# SELECTED PASSAGE
====

Coroutines in C

[Coroutines trilogy: C preprocessor | C++20 native | general philosophy ]

Introduction

Structuring a large program is always a difficult job. One of the particular problems that often comes up is this: if you have a piece of code producing data, and another piece of code consuming it, which should be the caller and which should be the callee?

Here is a very simple piece of run-length decompression code, and an equally simple piece of parser code:

/* Decompression code */ while (1) { c = getchar(); if (c == EOF) break; if (c == 0xFF) { len = getchar(); c = getchar(); while (len--) emit(c); } else emit(c); } emit(EOF);

/* Parser code */ while (1) { c = getchar(); if (c == EOF) break; if (isalpha(c)) { do { add_to_token(c); c = getchar(); } while (isalpha(c)); got_token(WORD); } add_to_token(c); got_token(PUNCT); }

Each of these code fragments is very simple, and easy to read and understand. One produces a character at a time by calling emit(); the other consumes a character at a time by calling getchar(). If only the calls to emit() and the calls to getchar() could be made to feed data to each other, it would be simple to connect the two fragments together so that the output from the decompressor went straight to the parser.

In many modern operating systems, you could do this using pipes between two processes or two threads. emit() in the decompressor writes to a pipe, and getchar() in the parser reads from the other end of the same pipe. Simple and robust, but also heavyweight and not portable. Typically you don't want to have to divide your program into threads for a task this simple.

In this article I offer a creative solution to this sort of structure problem.

Rewriting

The conventional answer is to rewrite one of the ends of the communication channel so that it's a function that can be called. Here's an example of what that might mean for each of the example fragments.

int decompressor(void) { static int repchar; static int replen; if (replen > 0) { replen--; return repchar; } c = getchar(); if (c == EOF) return EOF; if (c == 0xFF) { replen = getchar(); repchar = getchar(); replen--; return repchar; } else return c; }

void parser(int c) { static enum { START, IN_WORD } state; switch (state) { case IN_WORD: if (isalpha(c)) { add_to_token(c); return; } got_token(WORD); state = START; /* fall through */ case START: add_to_token(c); if (isalpha(c)) state = IN_WORD; else got_token(PUNCT); break; } }

Of course you don't have to rewrite both of them; just one will do. If you rewrite the decompressor in the form shown, so that it returns one character every time it's called, then the original parser code can replace calls to getchar() with calls to decompressor(), and the program will be happy. Conversely, if you rewrite the parser in the form shown, so that it is called once for every input character, then the original decompression code can call parser() instead of emit() with no problems. You would only want to rewrite both functions as callees if you were a glutton for punishment.

And that's the point, really. Both these rewritten functions are thoroughly ugly compared to their originals. Both of the processes taking place here are easier to read when written as a caller, not as a callee. Try to deduce the grammar recognised by the parser, or the compressed data format understood by the decompressor, just by reading the code, and you will find that both the originals are clear and both the rewritten forms are less clear. It would be much nicer if we didn't have to turn either piece of code inside out.

Knuth's coroutines

In The Art of Computer Programming, Donald Knuth presents a solution to this sort of problem. His answer is to throw away the stack concept completely. Stop thinking of one process as the caller and the other as the callee, and start thinking of them as cooperating equals.

====

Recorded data
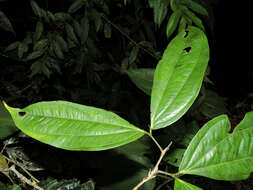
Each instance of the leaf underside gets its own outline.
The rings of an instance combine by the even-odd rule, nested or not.
[[[188,27],[169,43],[154,76],[152,129],[171,125],[190,108],[198,96],[208,60],[207,38],[196,27]]]
[[[118,115],[66,101],[39,102],[24,109],[5,105],[28,136],[67,150],[105,150],[145,134]]]
[[[226,115],[204,125],[185,151],[180,174],[194,174],[217,180],[242,180],[253,171],[253,112],[230,131]]]

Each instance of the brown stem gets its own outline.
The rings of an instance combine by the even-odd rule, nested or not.
[[[153,168],[153,170],[151,170],[149,173],[148,173],[148,176],[145,177],[139,184],[137,184],[133,190],[138,190],[144,183],[146,183],[147,181],[151,180],[151,179],[154,179],[157,175],[158,175],[158,167],[163,159],[163,157],[165,156],[166,152],[168,152],[168,150],[170,149],[170,146],[172,145],[172,142],[170,142],[170,144],[161,151],[161,155],[160,155],[160,158],[158,159],[155,167]]]

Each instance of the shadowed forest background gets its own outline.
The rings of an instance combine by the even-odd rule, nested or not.
[[[150,96],[137,88],[127,70],[156,67],[177,34],[175,31],[169,38],[166,36],[172,10],[168,8],[157,24],[148,1],[92,0],[84,1],[80,9],[70,8],[73,0],[36,2],[46,15],[60,13],[56,20],[36,15],[28,0],[0,1],[0,13],[11,23],[6,26],[0,15],[1,100],[13,107],[67,100],[110,110],[141,128],[148,126]],[[249,5],[220,0],[205,0],[201,4],[208,10],[208,16],[197,14],[210,45],[208,74],[190,111],[173,124],[175,127],[154,132],[164,146],[172,140],[173,146],[184,148],[196,129],[223,113],[229,115],[234,127],[253,108]],[[66,23],[70,27],[65,28]],[[78,24],[85,32],[78,31]],[[66,47],[60,42],[62,39]],[[16,47],[6,51],[15,42]],[[192,123],[196,128],[186,127]],[[5,155],[24,165],[49,190],[73,184],[82,189],[80,184],[85,183],[91,189],[94,184],[95,189],[101,190],[128,189],[148,171],[131,156],[143,151],[148,160],[142,160],[143,165],[157,159],[158,150],[152,143],[148,150],[137,144],[118,150],[71,152],[39,143],[17,129],[9,133],[10,136],[0,134],[0,147],[7,147]],[[182,134],[188,134],[186,139],[182,140]],[[176,167],[170,167],[176,171]],[[210,190],[253,189],[252,177],[236,182],[196,176],[186,179]],[[16,177],[13,180],[23,189],[30,188]],[[10,185],[11,181],[0,174],[0,190],[1,183]],[[163,180],[155,183],[151,186],[157,187]],[[149,190],[148,185],[144,188]]]

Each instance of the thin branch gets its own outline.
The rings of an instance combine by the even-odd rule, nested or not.
[[[139,184],[137,184],[133,190],[138,190],[144,183],[146,183],[147,181],[154,179],[157,175],[158,175],[158,167],[163,159],[163,157],[165,156],[166,152],[168,152],[168,150],[170,149],[172,145],[172,142],[170,142],[170,144],[161,151],[161,155],[160,158],[158,159],[155,167],[153,168],[153,170],[149,171],[148,176],[146,178],[144,178]],[[160,146],[160,145],[159,145]]]
[[[27,179],[25,176],[23,176],[21,173],[19,173],[19,171],[16,170],[14,164],[9,168],[9,170],[12,171],[13,173],[15,173],[16,176],[17,176],[21,181],[24,181],[26,184],[32,186],[33,188],[35,188],[35,189],[37,189],[37,190],[43,190],[43,188],[39,187],[35,181],[30,181],[30,180]]]
[[[101,17],[108,22],[110,25],[112,25],[115,29],[117,29],[123,36],[125,36],[130,42],[132,42],[134,45],[138,46],[139,48],[141,48],[143,51],[145,51],[147,54],[149,54],[150,56],[152,56],[153,58],[155,58],[156,60],[159,60],[160,57],[155,56],[152,52],[150,52],[149,50],[147,50],[146,48],[144,48],[143,46],[141,46],[140,44],[138,44],[136,41],[134,41],[131,37],[128,36],[128,34],[126,34],[124,31],[122,31],[116,24],[114,24],[113,22],[111,22],[104,14],[101,14]]]
[[[4,156],[4,155],[3,155],[3,156]],[[4,156],[4,158],[5,158],[6,160],[8,160],[9,162],[12,162],[13,164],[15,164],[15,165],[17,165],[18,167],[20,167],[27,175],[29,175],[29,176],[33,179],[33,181],[35,181],[35,182],[37,182],[37,183],[40,182],[40,181],[39,181],[38,179],[36,179],[30,172],[28,172],[21,164],[16,163],[15,161],[9,159],[9,158],[6,157],[6,156]]]

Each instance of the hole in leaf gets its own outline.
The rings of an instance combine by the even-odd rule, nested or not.
[[[18,115],[21,116],[21,117],[25,116],[25,114],[26,114],[26,112],[24,112],[24,111],[18,112]]]
[[[187,38],[188,34],[189,34],[189,31],[188,31],[188,30],[185,30],[184,38]]]
[[[191,49],[192,49],[192,47],[186,47],[186,48],[184,48],[184,50],[185,50],[187,53],[190,53]]]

====

# PROBLEMS AND TASKS
#1 Answer these about the article on coroutines in C:
(a) In the original decompression code, which byte value makes the code read a length and then a character to repeat?
(b) What are the two states in the rewritten parser's enum?
(c) In which book does Donald Knuth present his solution?
#2 Put this sentence from the coroutines article into Spanish: "Typically you don't want to have to divide your program into threads for a task this simple."
#3 Write the next part of the article on coroutines in C, picking up after its last sentence.

# FINAL ANSWERS
#1
(a) 0xFF
(b) START and IN_WORD
(c) The Art of Computer Programming

#2 Normalmente no quieres tener que dividir tu programa en hilos para una tarea tan sencilla.

#3
In practical terms: replace the traditional "call" primitive with a slightly different one. The new "call" will save the return value somewhere other than on the stack, and will then jump to a location specified in another saved return value. So each time the decompressor emits another character, it saves its program counter and jumps to the last known location within the parser - and each time the parser needs another character, it saves its own program counter and jumps to the location saved by the decompressor. Control shuttles back and forth between the two routines exactly as often as necessary.

This is very nice in theory, but in practice you can only do it in assembly language, because no commonly used high level language supports the coroutine call primitive. Languages like C depend utterly on their stack-based structure, so whenever control passes from any function to any other, one must be the caller and the other must be the callee. So if you want to write portable code, this technique is at least as impractical as the Unix pipe solution.

Stack-based coroutines

So what we would really like is the ability to mimic Knuth's coroutine call primitive in C. We must accept that in reality, at the C level, one function will be caller and the other will be callee. In the caller, we have no problem; we code the original algorithm, pretty much exactly as written, and whenever it has (or needs) a character it calls the other function.

The callee has all the problems. For our callee, we want a function which has a "return and continue" operation: return from the function, and next time it is called, resume control from just after the return statement. For example, we would like to be able to write a function that says

int function(void) {
    int i;
    for (i = 0; i < 10; i++)
        return i;   /* won't work, but wouldn't it be nice */
}

and have ten successive calls to the function return the numbers 0 through 9.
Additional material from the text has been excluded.